| Consigne 1 |
D'après la source, à quelle date a pris effet le changement de titulaire du marché public relatif aux prestations de premier accueil des demandeurs d'asile ?

#### Source ####

4. Pour annuler l'arrêté portant obligation de quitter le territoire français, le premier juge a estimé que le pli portant notification de la décision de rejet par l'Office français de protection des étrangers et apatrides de la demande d'asile n'avait pas été régulièrement notifié à M. B... dès lors que le courrier avait été envoyé à l'adresse du " Forum Réfugiés " et non à celle de l'association " Adelphité par CVH " et que le préfet n'établissait ni même n'alléguait que des diligences auraient été accomplies pour transférer le pli contenant l'ordonnance de la Cour nationale du droit d'asile concernant le requérant à sa nouvelle adresse auprès de l'association " Adelphité par CVH ". Toutefois, il ressort des pièces du dossier que M. B... n'a effectué aucune démarche pour signaler à l'administration une nouvelle domiciliation postale. Or, bien que cette nouvelle adresse soit la conséquence du changement de titulaire du marché public relatif aux prestations de premier accueil des demandeurs d'asile, qui a pris effet au 1er janvier 2022, et même si l'administration n'ignorait pas cette modification, il ne lui appartenait pas d'envoyer le pli à une autre adresse que celle indiquée par le demandeur d'asile. Il s'ensuit que M. B... ne peut se prévaloir de la circonstance que la décision de rejet de sa demande d'asile ne lui aurait pas été régulièrement notifiée pour estimer qu'il continuait à bénéficier du droit provisoire au séjour et demander l'annulation de la décision lui faisant obligation de quitter le territoire français. Dans ces conditions, le préfet de la Haute-Garonne est fondé à soutenir que c'est à tort que le magistrat désigné par la présidente du tribunal administratif de Toulouse a retenu ce motif pour annuler l'arrêté du 11 août 2023 contesté.

5. Il appartient à la cour, saisie de l'ensemble du litige par l'effet dévolutif de l'appel, d'examiner les autres moyens soulevés par M. B... devant le tribunal administratif de Toulouse.

En ce qui concerne les autres moyens invoqués par l'intimé :

S'agissant de l'ensemble des décisions :

6. En premier lieu, Mme D... C..., directrice des migrations et de l'intégration de la préfecture de la Haute-Garonne et signataire de l'arrêté contesté, a bénéficié, par un arrêté du 13 mars 2023 régulièrement publié au recueil des actes administratifs spécial de la préfecture n° 31-2023-099 le 15 mars 2023, d'une délégation de signature à l'effet de signer les décisions relatives à la police des étrangers, notamment en matière de mesures d'éloignement. Par suite, le moyen tiré de l'incompétence du signataire des arrêtés en litige doit être écarté.

#### Jeu de données ####

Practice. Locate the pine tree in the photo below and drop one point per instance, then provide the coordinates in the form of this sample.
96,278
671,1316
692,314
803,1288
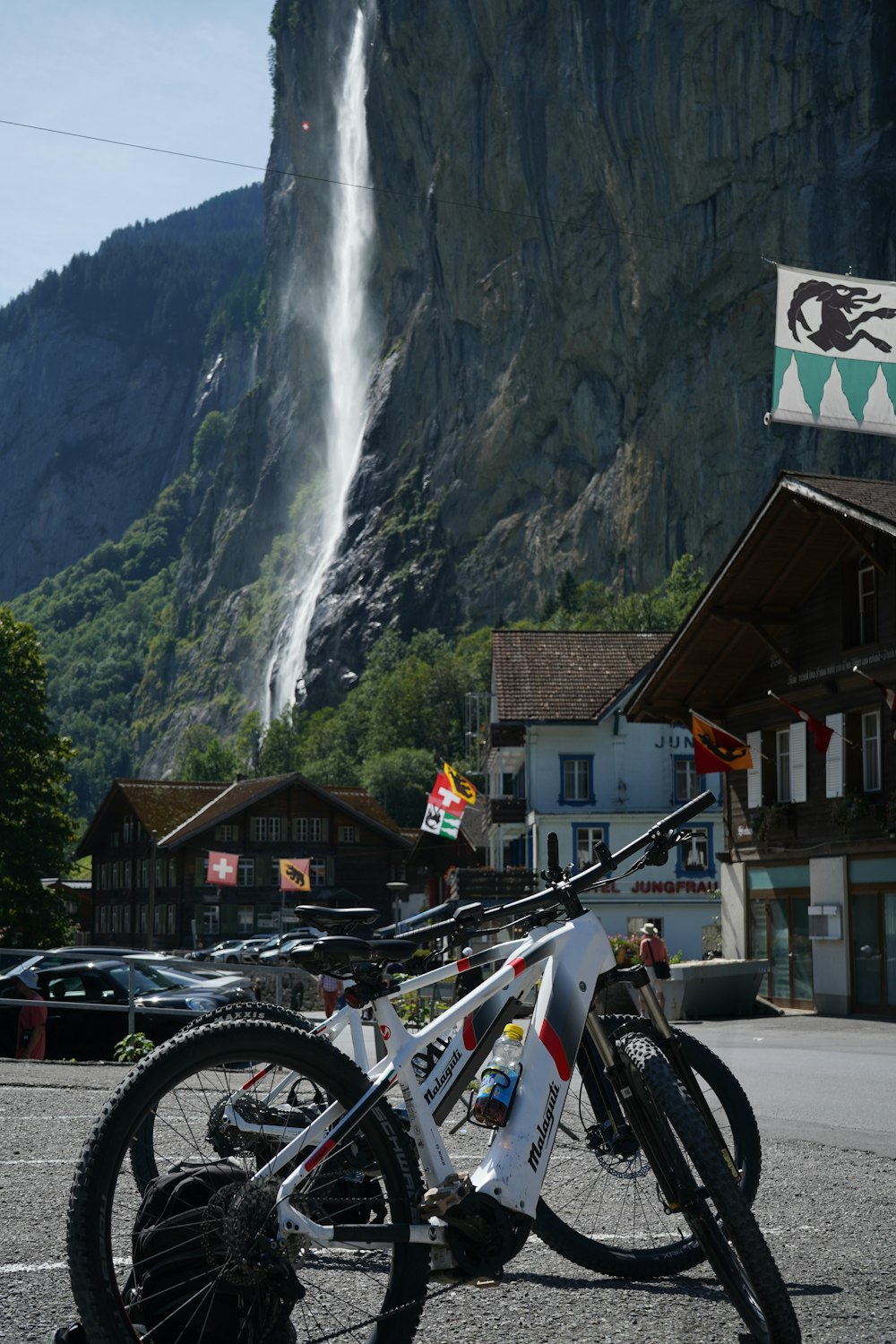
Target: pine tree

####

| Consigne 2 |
Convertissez les lignes des entrées du jeu de données en un tableau Markdown à deux colonnes, « Numéro » et « Contenu », sans reprendre les lignes vides. Laissez les images hors de votre réponse.

| Réponse 1 |
Le 1er janvier 2022.

| Réponse 2 |
| Numéro | Contenu |
|---|---|
| 1 | Practice. Locate the pine tree in the photo below and drop one point per instance, then provide the coordinates in the form of this sample. |
| 2 | 96,278 |
| 3 | 671,1316 |
| 4 | 692,314 |
| 5 | 803,1288 |
| 6 | Target: pine tree |